**Extrait choisi:**
Cette circonscription transnationale sera l’occasion toute particulière d’une réponse européenne au Brexit.
L’unité de l’Europe est bien sûr une réalité politique ; c’est aussi une réalité économique – je vais y revenir. Mais la base, le socle sur lequel tous ces projets peuvent se construire, c’est le lien sensible, le vivre ensemble, en un mot, la conscience qu’ont nos concitoyens d’être des Européens. Fortifier cette conscience, en particulier dans notre jeunesse, par l’enseignement, par les échanges universitaires et par les échanges d’apprentis, c’est garantir l’avenir de l’idée européenne, cet universel qui se dit en plusieurs langues, cette civilisation que chacune de nos cultures nationales exprime d’une façon propre, singulière.
Il y a là, également, un enjeu d’égalité. Notre jeunesse n’a jamais été aussi mobile, aussi ouverte sur le monde, et en premier lieu sur les pays européens. Assurer une égalité d’accès à l’horizon européen : c’est aussi de cette manière que nous conjuguerons l’unité de l’Europe et l’exigence démocratique.

**Entrées présentées:**
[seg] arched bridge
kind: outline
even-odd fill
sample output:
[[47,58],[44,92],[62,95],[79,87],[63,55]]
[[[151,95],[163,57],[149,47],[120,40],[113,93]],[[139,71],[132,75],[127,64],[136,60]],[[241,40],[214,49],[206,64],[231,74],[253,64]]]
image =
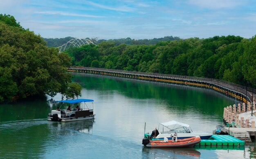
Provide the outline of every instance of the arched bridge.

**Problèmes à résoudre:**
**a.** Répondez aux questions suivantes sur l’extrait consacré à l’unité européenne :
(i) Selon l’extrait, de quoi la circonscription transnationale sera-t-elle l’occasion ?
(ii) Par quels trois moyens faut-il fortifier la conscience d’être européen chez la jeunesse ?
(iii) Quel enjeu l’extrait dit-il exister « également » ?
**b.** Modifiez le passage de l’extrait consacré à l’unité européenne qui commence à « L’unité de l’Europe est » et se termine à « façon propre, singulière. », en remplaçant « socle » par « fondement ».

**Réponses par exercice:**
**a.**
(i) D’une réponse européenne au Brexit.
(ii) Par l’enseignement, par les échanges universitaires et par les échanges d’apprentis.
(iii) Un enjeu d’égalité.

**b.**
L’unité de l’Europe est bien sûr une réalité politique ; c’est aussi une réalité économique – je vais y revenir. Mais la base, le fondement sur lequel tous ces projets peuvent se construire, c’est le lien sensible, le vivre ensemble, en un mot, la conscience qu’ont nos concitoyens d’être des Européens. Fortifier cette conscience, en particulier dans notre jeunesse, par l’enseignement, par les échanges universitaires et par les échanges d’apprentis, c’est garantir l’avenir de l’idée européenne, cet universel qui se dit en plusieurs langues, cette civilisation que chacune de nos cultures nationales exprime d’une façon propre, singulière.